§ **SET PROBLEM**:
Pick up the commit diff that adds the posterior_predictive method and continue it from where it stops.

§ **TEXT SHOWN**:
▼▼▼
Merge pull request #87 from Harry-Rich/scipp

Scippified Predict posterior
bjmorgan · Dec 11, 2024 · f9adcbf · f9adcbf
2 parents ac68556 + 9ccc711
commit f9adcbf
Show file tree

Hide file tree

Showing 2 changed files with 63 additions and 1 deletion.
diff --git a/kinisi/analyzer.py b/kinisi/analyzer.py
@@ -118,6 +118,20 @@ def _from_universe(cls,
                                  progress=progress)
             return cls(p)
 
+    def posterior_predictive(self, n_posterior_samples: int = None,
+                             n_predictive_samples: int = 256,
+                             progress: bool = True):
+        """
+        Sample  the posterior predictive distribution. The shape of the resulting array will be
+        `(n_posterior_samples * n_predictive_samples, start_dt)`.
+        
+        :params posterior_predictive_params: Parameters for the :py:func:`diffusion.posterior_predictive` method.
▲▲▲
§ **INFORMATION GIVEN**:
▼▼▼
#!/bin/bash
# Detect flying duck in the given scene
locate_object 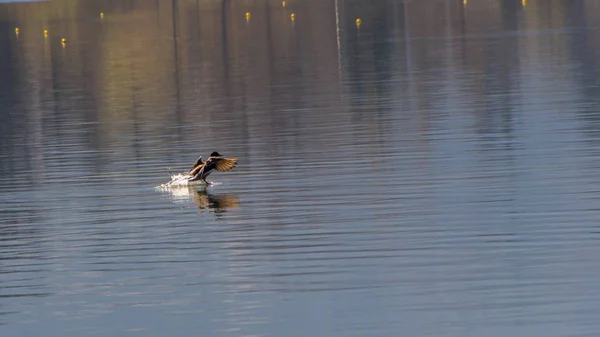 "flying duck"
[188,152,237,185]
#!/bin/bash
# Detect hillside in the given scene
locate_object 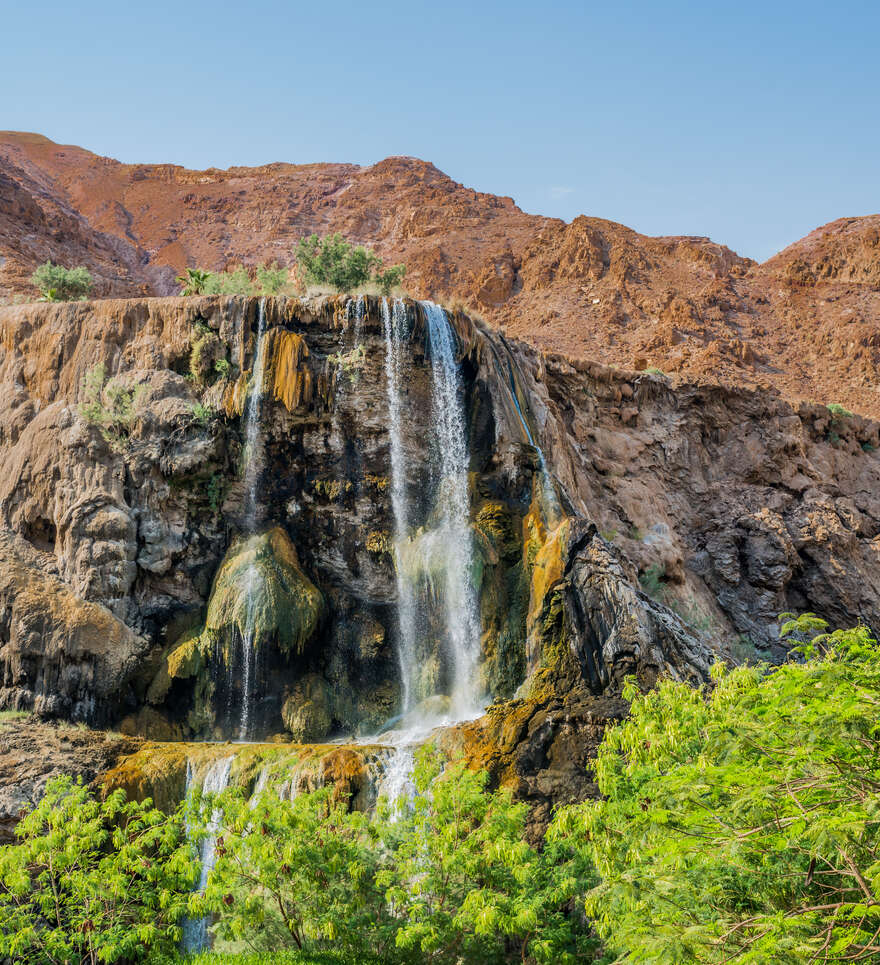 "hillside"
[0,132,880,417]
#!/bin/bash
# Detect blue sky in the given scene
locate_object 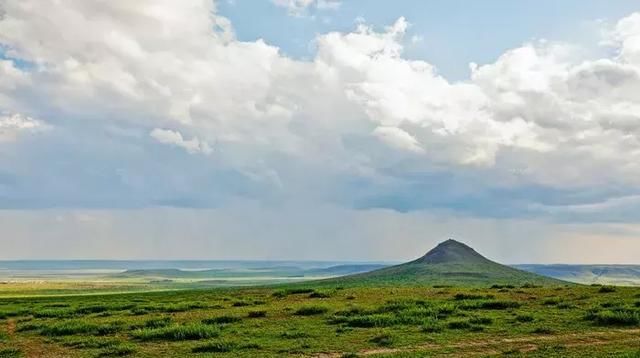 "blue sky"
[0,0,640,262]
[218,0,638,80]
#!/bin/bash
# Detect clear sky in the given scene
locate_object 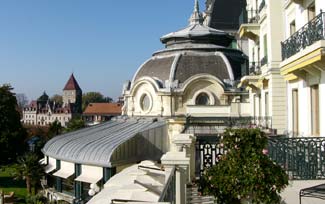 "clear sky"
[0,0,205,100]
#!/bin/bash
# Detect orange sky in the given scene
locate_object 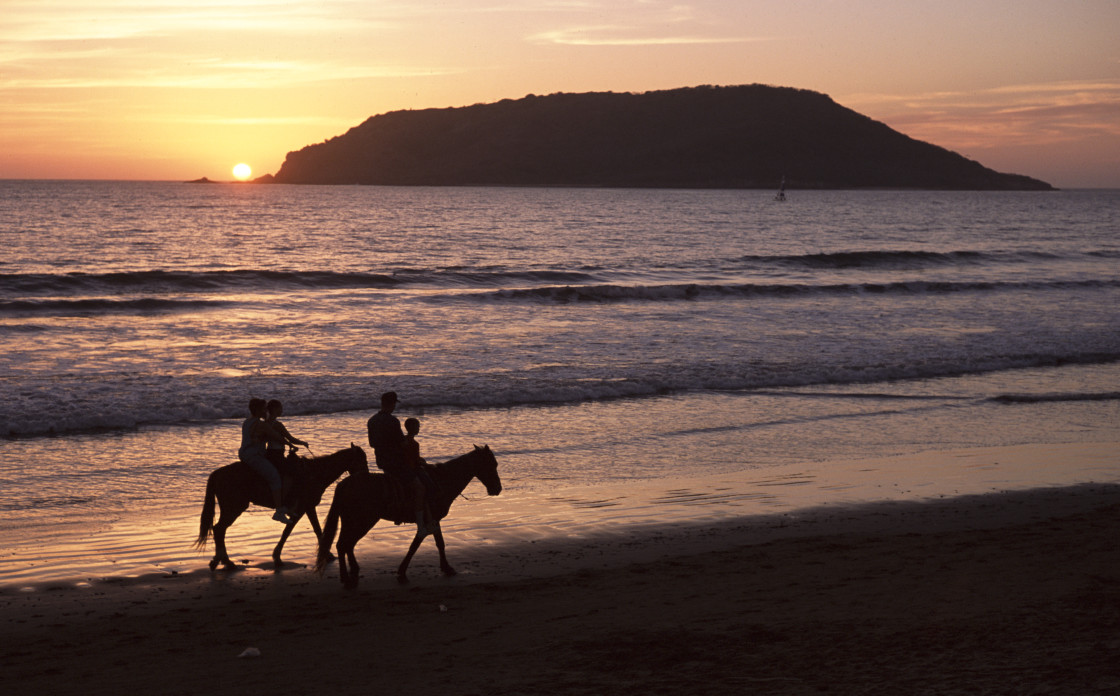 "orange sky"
[0,0,1120,187]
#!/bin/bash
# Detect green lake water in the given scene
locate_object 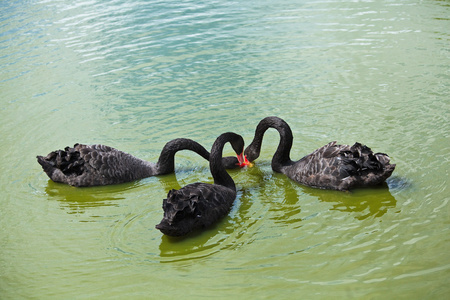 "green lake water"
[0,0,450,299]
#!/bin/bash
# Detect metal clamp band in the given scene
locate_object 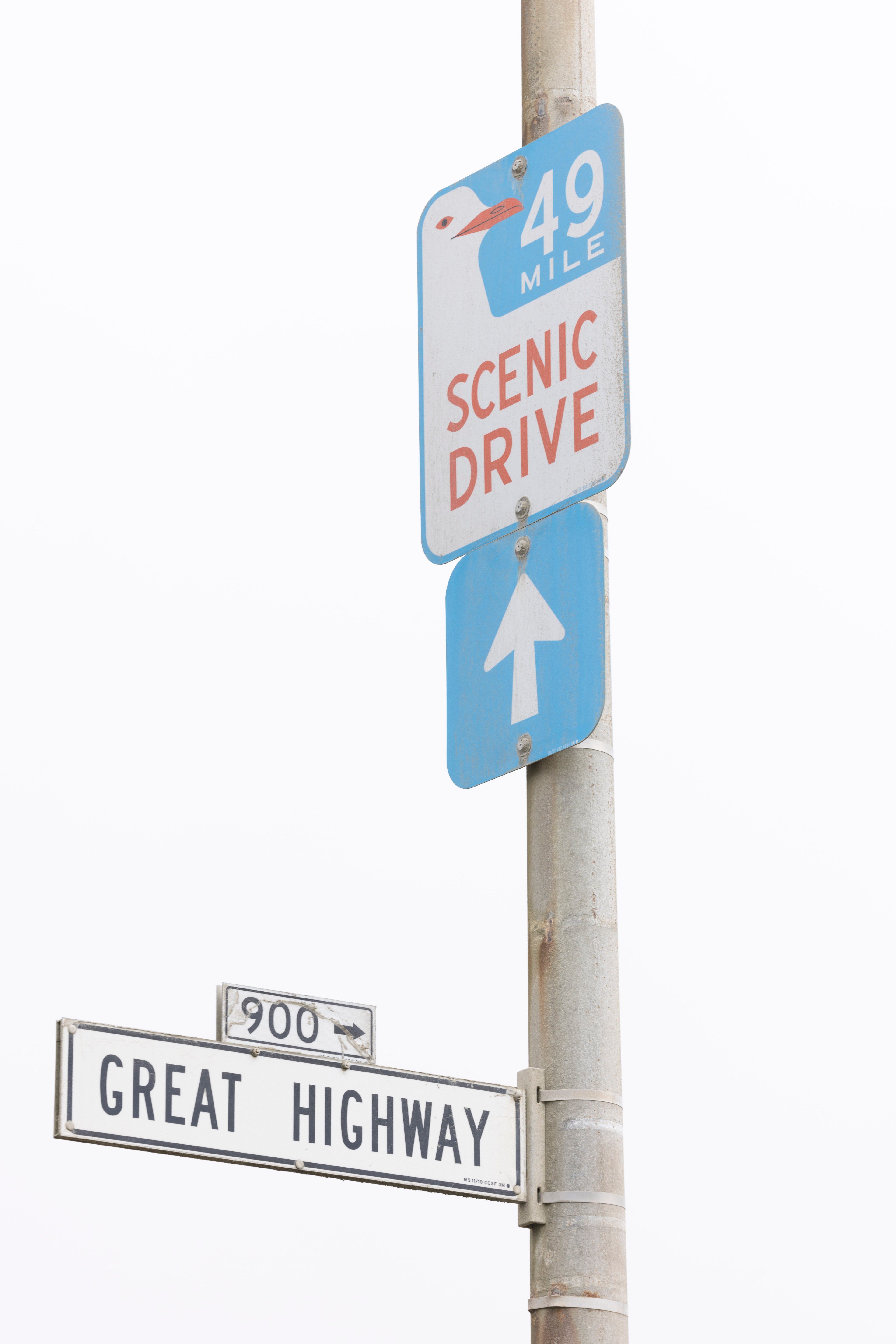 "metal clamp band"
▲▲▲
§ **ANSWER FOR THIS EXERCISE**:
+            See the appropriate documentation for more guidence on this dictionary.
+
+        :return: Samples from the posterior predictive distribution. 
+        """
+        return self.diff.posterior_predictive(n_posterior_samples,n_predictive_samples,progress)
+
     @property
     def n_atoms(self) -> int:
         """

diff --git a/kinisi/diffusion.py b/kinisi/diffusion.py
@@ -10,9 +10,10 @@
 import scipp as sc
 from statsmodels.stats.correlation_tools import cov_nearest
 from scipy.linalg import pinvh
-from scipy.stats import linregress
+from scipy.stats import linregress, multivariate_normal
 from scipy.optimize import minimize
 from emcee import EnsembleSampler
+from tqdm import tqdm
 
 
 class Diffusion:
@@ -205,6 +206,53 @@ def compute_covariance_matrix(self) -> sc.Variable:
                             minimum_eigenvalue_method(cov[self.diff_regime:, self.diff_regime:], self._cond_max)),
                         unit=self.msd.unit**2)
 
+    def posterior_predictive(self,
+                             n_posterior_samples: int = None,
+                             n_predictive_samples: int = 256,
+                             progress: bool = True) -> sc.Variable:
+        """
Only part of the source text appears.